Render the material below as a JSON list of strings, one per line, starting at its first line and ending at the line that contains "140], [91, 144]]", with both ends included and blank lines omitted. Leave the pictures out.
======== Records for the task
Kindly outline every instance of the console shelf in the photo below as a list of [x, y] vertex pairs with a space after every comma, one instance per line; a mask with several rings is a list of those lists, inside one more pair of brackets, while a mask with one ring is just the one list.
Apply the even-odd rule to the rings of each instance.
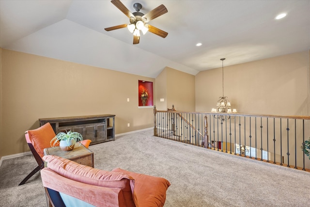
[[114, 141], [115, 139], [115, 115], [103, 114], [39, 119], [40, 126], [47, 122], [57, 134], [71, 130], [82, 135], [84, 140], [91, 140], [91, 144]]

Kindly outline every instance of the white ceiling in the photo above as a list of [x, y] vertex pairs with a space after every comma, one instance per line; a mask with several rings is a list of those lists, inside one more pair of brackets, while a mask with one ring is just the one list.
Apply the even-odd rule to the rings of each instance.
[[310, 49], [310, 0], [121, 1], [144, 14], [164, 4], [149, 23], [167, 37], [147, 32], [133, 45], [126, 28], [105, 31], [129, 23], [109, 0], [0, 0], [0, 47], [151, 78], [165, 66], [196, 75], [222, 58], [225, 66]]

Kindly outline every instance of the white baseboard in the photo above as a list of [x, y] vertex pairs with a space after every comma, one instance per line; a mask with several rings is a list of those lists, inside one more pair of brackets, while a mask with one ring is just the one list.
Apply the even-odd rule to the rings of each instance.
[[[122, 135], [125, 135], [126, 134], [133, 134], [134, 133], [139, 132], [140, 131], [147, 131], [148, 130], [152, 129], [153, 128], [154, 128], [153, 127], [147, 128], [144, 128], [143, 129], [137, 130], [136, 131], [129, 131], [128, 132], [123, 133], [122, 134], [116, 134], [115, 137], [119, 137], [120, 136], [122, 136]], [[1, 159], [0, 159], [0, 166], [1, 166], [1, 164], [2, 164], [2, 161], [5, 159], [12, 159], [12, 158], [18, 158], [19, 157], [24, 156], [25, 155], [28, 155], [31, 154], [32, 153], [31, 151], [29, 151], [29, 152], [22, 152], [21, 153], [15, 154], [14, 155], [10, 155], [3, 156], [1, 158]]]
[[115, 134], [115, 137], [119, 137], [120, 136], [126, 135], [127, 134], [133, 134], [137, 132], [140, 132], [140, 131], [148, 131], [150, 129], [153, 129], [153, 128], [154, 128], [151, 127], [151, 128], [143, 128], [143, 129], [137, 130], [136, 131], [132, 131], [128, 132], [122, 133], [122, 134]]
[[12, 159], [12, 158], [18, 158], [19, 157], [22, 157], [25, 155], [32, 155], [32, 153], [30, 151], [29, 152], [22, 152], [21, 153], [14, 154], [13, 155], [6, 155], [1, 157], [0, 159], [0, 166], [2, 164], [2, 160], [5, 159]]

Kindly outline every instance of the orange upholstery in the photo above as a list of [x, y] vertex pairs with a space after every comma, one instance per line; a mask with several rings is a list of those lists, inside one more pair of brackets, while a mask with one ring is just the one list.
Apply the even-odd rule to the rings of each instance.
[[95, 206], [163, 207], [170, 185], [162, 177], [119, 168], [106, 171], [53, 155], [43, 159], [47, 162], [41, 171], [45, 188]]
[[165, 204], [166, 191], [170, 185], [166, 179], [139, 174], [120, 168], [115, 169], [112, 171], [128, 175], [135, 180], [134, 191], [137, 195], [137, 206], [156, 207], [162, 207]]
[[27, 131], [31, 143], [41, 158], [44, 156], [44, 148], [49, 148], [50, 141], [56, 136], [50, 124], [47, 123], [39, 128]]
[[[44, 167], [44, 162], [42, 159], [44, 156], [44, 149], [51, 147], [50, 141], [55, 136], [54, 129], [49, 123], [47, 123], [35, 129], [29, 130], [25, 132], [26, 140], [38, 163], [38, 166], [31, 171], [19, 185], [25, 184], [33, 175]], [[91, 142], [91, 140], [86, 140], [82, 141], [81, 143], [88, 148]], [[59, 142], [55, 144], [56, 146], [59, 145]]]
[[91, 142], [92, 140], [84, 140], [81, 141], [81, 143], [82, 143], [82, 144], [84, 145], [86, 148], [88, 148], [88, 147], [89, 146], [89, 144]]

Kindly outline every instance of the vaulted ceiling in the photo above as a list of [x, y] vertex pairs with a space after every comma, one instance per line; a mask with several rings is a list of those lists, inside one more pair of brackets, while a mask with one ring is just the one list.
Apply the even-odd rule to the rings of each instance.
[[144, 14], [164, 4], [149, 23], [167, 37], [148, 32], [133, 45], [126, 28], [105, 31], [129, 23], [109, 0], [0, 0], [0, 47], [151, 78], [166, 66], [196, 75], [222, 58], [227, 66], [310, 49], [310, 0], [121, 1]]

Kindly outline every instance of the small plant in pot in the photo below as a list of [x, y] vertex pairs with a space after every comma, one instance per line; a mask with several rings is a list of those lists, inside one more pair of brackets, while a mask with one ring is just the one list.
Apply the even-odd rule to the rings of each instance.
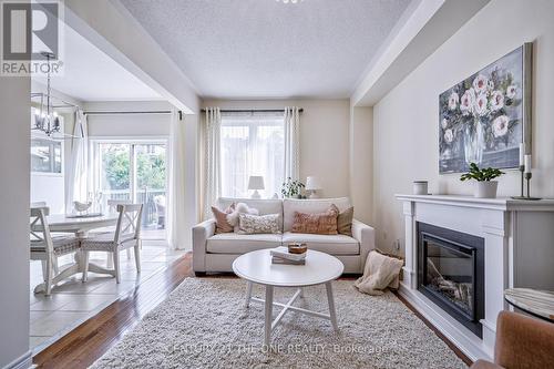
[[475, 197], [480, 198], [495, 198], [499, 182], [492, 181], [500, 177], [504, 172], [494, 167], [480, 168], [475, 163], [470, 164], [470, 171], [462, 174], [461, 181], [475, 180]]

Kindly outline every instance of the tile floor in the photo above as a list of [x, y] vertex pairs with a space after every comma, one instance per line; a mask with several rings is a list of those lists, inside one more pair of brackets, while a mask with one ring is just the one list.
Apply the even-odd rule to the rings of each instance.
[[[125, 252], [121, 258], [121, 284], [111, 276], [89, 274], [86, 283], [75, 275], [52, 289], [50, 297], [33, 294], [33, 288], [42, 283], [40, 262], [31, 262], [31, 325], [29, 346], [33, 353], [53, 344], [57, 339], [78, 327], [115, 301], [120, 296], [131, 293], [136, 286], [163, 271], [170, 264], [184, 255], [185, 250], [170, 250], [162, 240], [143, 240], [141, 252], [142, 271], [138, 275], [134, 257], [127, 259]], [[72, 262], [73, 256], [60, 258], [60, 266]], [[105, 253], [92, 253], [93, 263], [105, 265]]]

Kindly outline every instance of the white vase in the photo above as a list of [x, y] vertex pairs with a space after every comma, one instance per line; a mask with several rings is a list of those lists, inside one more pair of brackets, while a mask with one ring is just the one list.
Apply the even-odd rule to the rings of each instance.
[[497, 188], [497, 181], [476, 182], [474, 196], [478, 198], [495, 198]]
[[481, 164], [485, 146], [483, 124], [478, 119], [473, 124], [473, 127], [471, 125], [465, 127], [463, 137], [463, 152], [468, 165], [471, 163]]

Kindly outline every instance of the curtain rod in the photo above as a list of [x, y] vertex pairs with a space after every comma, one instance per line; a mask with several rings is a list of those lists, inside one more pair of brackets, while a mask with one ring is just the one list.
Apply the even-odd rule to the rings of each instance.
[[[203, 113], [206, 112], [206, 109], [202, 110]], [[220, 109], [222, 113], [284, 113], [285, 109]], [[304, 112], [304, 109], [298, 109], [299, 113]]]
[[109, 111], [90, 111], [83, 112], [86, 115], [120, 115], [120, 114], [171, 114], [171, 110], [151, 110], [151, 111], [126, 111], [126, 112], [109, 112]]

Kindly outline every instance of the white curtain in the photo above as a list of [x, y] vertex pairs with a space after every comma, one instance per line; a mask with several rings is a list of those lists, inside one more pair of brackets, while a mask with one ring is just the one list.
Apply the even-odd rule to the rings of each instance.
[[204, 218], [212, 217], [211, 206], [222, 193], [222, 113], [219, 107], [206, 107]]
[[65, 186], [66, 213], [72, 212], [74, 201], [86, 202], [89, 196], [89, 124], [81, 109], [75, 112], [69, 164]]
[[188, 233], [186, 229], [185, 204], [185, 122], [183, 115], [175, 109], [172, 110], [170, 162], [168, 162], [168, 191], [166, 201], [166, 234], [170, 248], [187, 247]]
[[300, 112], [297, 106], [285, 107], [285, 181], [300, 178]]
[[222, 113], [222, 196], [249, 197], [250, 175], [264, 177], [261, 197], [280, 193], [284, 126], [284, 111]]

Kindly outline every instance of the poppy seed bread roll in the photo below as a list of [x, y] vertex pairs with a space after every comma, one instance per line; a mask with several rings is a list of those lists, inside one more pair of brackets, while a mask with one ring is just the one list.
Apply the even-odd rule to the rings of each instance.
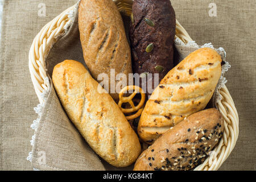
[[193, 114], [144, 151], [134, 170], [192, 169], [210, 155], [224, 129], [224, 118], [215, 108]]
[[70, 119], [98, 155], [116, 167], [135, 162], [141, 150], [137, 135], [113, 98], [98, 88], [81, 63], [65, 60], [57, 64], [52, 81]]
[[151, 144], [185, 117], [204, 109], [220, 77], [221, 63], [215, 50], [203, 48], [171, 70], [146, 104], [138, 127], [141, 139]]

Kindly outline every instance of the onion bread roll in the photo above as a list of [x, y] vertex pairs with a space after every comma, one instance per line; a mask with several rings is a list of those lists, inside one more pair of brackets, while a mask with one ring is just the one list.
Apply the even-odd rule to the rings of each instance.
[[[112, 0], [82, 0], [79, 11], [85, 63], [95, 80], [102, 73], [108, 75], [109, 93], [117, 101], [118, 93], [116, 92], [119, 90], [111, 93], [110, 84], [115, 83], [122, 89], [121, 82], [114, 80], [117, 75], [124, 73], [128, 81], [128, 74], [133, 73], [131, 50], [121, 14]], [[115, 69], [115, 78], [112, 80], [110, 69]]]
[[126, 167], [141, 152], [137, 135], [110, 96], [84, 65], [65, 60], [53, 69], [52, 81], [66, 113], [92, 149], [110, 164]]
[[221, 57], [214, 49], [200, 48], [171, 70], [147, 102], [138, 127], [151, 144], [185, 117], [204, 109], [221, 74]]
[[190, 170], [200, 165], [223, 134], [216, 109], [193, 114], [160, 136], [137, 159], [134, 170]]

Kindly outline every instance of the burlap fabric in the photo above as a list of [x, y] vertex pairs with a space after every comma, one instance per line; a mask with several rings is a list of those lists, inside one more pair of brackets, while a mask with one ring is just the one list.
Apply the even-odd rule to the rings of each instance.
[[[76, 2], [44, 1], [46, 17], [38, 15], [40, 1], [6, 1], [5, 3], [0, 59], [0, 169], [32, 169], [26, 159], [31, 150], [30, 140], [34, 134], [30, 126], [37, 117], [32, 108], [37, 105], [38, 100], [30, 77], [28, 49], [34, 37], [43, 25]], [[233, 3], [216, 1], [217, 15], [210, 17], [209, 1], [172, 2], [177, 18], [192, 38], [199, 44], [212, 42], [215, 47], [224, 47], [227, 52], [227, 60], [232, 65], [225, 77], [228, 80], [226, 85], [238, 111], [240, 134], [234, 151], [220, 169], [255, 169], [254, 5], [249, 1], [237, 1]], [[81, 49], [77, 45], [75, 42], [65, 47], [74, 50], [76, 54], [62, 49], [59, 51], [63, 52], [62, 52], [65, 59], [82, 61], [82, 57], [79, 56], [82, 55]], [[62, 46], [65, 48], [65, 44]], [[55, 47], [57, 49], [60, 47]], [[54, 60], [51, 56], [50, 53], [47, 60]], [[61, 59], [59, 60], [61, 61]], [[48, 68], [51, 75], [51, 69]], [[61, 106], [54, 90], [52, 90], [42, 115], [41, 121], [44, 121], [44, 124], [41, 123], [38, 129], [40, 131], [40, 138], [46, 139], [45, 141], [48, 143], [37, 142], [36, 140], [33, 150], [35, 154], [36, 151], [45, 152], [47, 162], [46, 164], [40, 164], [34, 158], [33, 167], [40, 169], [104, 169], [105, 164], [100, 163], [100, 159], [87, 146], [64, 113], [59, 112], [58, 108]], [[61, 122], [51, 118], [52, 112], [60, 116]], [[48, 133], [55, 135], [48, 136]], [[68, 143], [68, 146], [66, 144]], [[43, 148], [46, 146], [48, 147]], [[59, 152], [57, 148], [67, 153]], [[86, 156], [89, 155], [90, 161], [93, 162], [88, 162]]]

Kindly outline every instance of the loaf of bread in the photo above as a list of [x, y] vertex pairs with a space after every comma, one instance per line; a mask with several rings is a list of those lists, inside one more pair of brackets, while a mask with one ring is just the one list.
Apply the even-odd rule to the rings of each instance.
[[57, 64], [52, 81], [70, 119], [98, 155], [116, 167], [135, 162], [141, 150], [137, 135], [81, 63], [65, 60]]
[[[154, 85], [154, 74], [159, 74], [159, 82], [173, 68], [174, 10], [170, 0], [134, 0], [131, 16], [133, 70], [139, 74], [152, 73], [147, 82], [151, 81], [154, 88], [158, 85]], [[146, 92], [150, 95], [150, 92]]]
[[170, 71], [155, 89], [142, 113], [138, 132], [149, 144], [185, 117], [204, 109], [221, 74], [221, 57], [200, 48]]
[[224, 119], [216, 109], [193, 114], [169, 129], [137, 159], [135, 171], [189, 170], [203, 163], [222, 136]]
[[[101, 73], [108, 75], [108, 91], [117, 101], [119, 90], [111, 90], [110, 84], [112, 89], [115, 88], [114, 84], [122, 89], [120, 81], [115, 81], [115, 76], [122, 73], [128, 80], [128, 74], [132, 73], [131, 51], [122, 17], [112, 0], [81, 0], [79, 11], [79, 31], [85, 63], [95, 80], [97, 80]], [[114, 69], [115, 72], [115, 77], [111, 80], [110, 69]]]

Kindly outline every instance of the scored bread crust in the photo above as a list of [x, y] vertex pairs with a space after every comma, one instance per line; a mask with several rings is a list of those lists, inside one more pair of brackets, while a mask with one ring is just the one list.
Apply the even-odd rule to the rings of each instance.
[[65, 60], [57, 64], [52, 81], [70, 119], [98, 155], [116, 167], [135, 162], [141, 150], [137, 135], [81, 63]]
[[185, 117], [205, 108], [221, 74], [221, 57], [214, 49], [193, 52], [171, 70], [147, 102], [138, 127], [152, 143]]
[[194, 113], [144, 151], [134, 170], [191, 170], [210, 155], [224, 129], [224, 118], [216, 109]]
[[[84, 59], [92, 76], [97, 80], [100, 74], [107, 74], [109, 93], [117, 101], [118, 93], [110, 92], [110, 84], [117, 85], [119, 81], [115, 81], [115, 76], [121, 73], [128, 80], [128, 74], [133, 71], [130, 46], [115, 3], [112, 0], [81, 1], [79, 27]], [[110, 69], [115, 69], [115, 77], [111, 80]], [[122, 88], [121, 82], [118, 85]]]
================
* [Expected answer]
[
  "Kindly outline every instance of the console shelf in the photo below as a list of [x, y] vertex pairs with a space after every comma, one instance per line; a mask with several rings is a list of those lists, inside one more pair of brackets, while a mask with one ring is just the one list.",
  "Apply the even-odd rule to the rings of each instance.",
  "[[114, 141], [115, 139], [115, 115], [103, 114], [39, 119], [40, 126], [47, 122], [57, 134], [71, 130], [82, 135], [84, 140], [91, 140], [91, 144]]"
]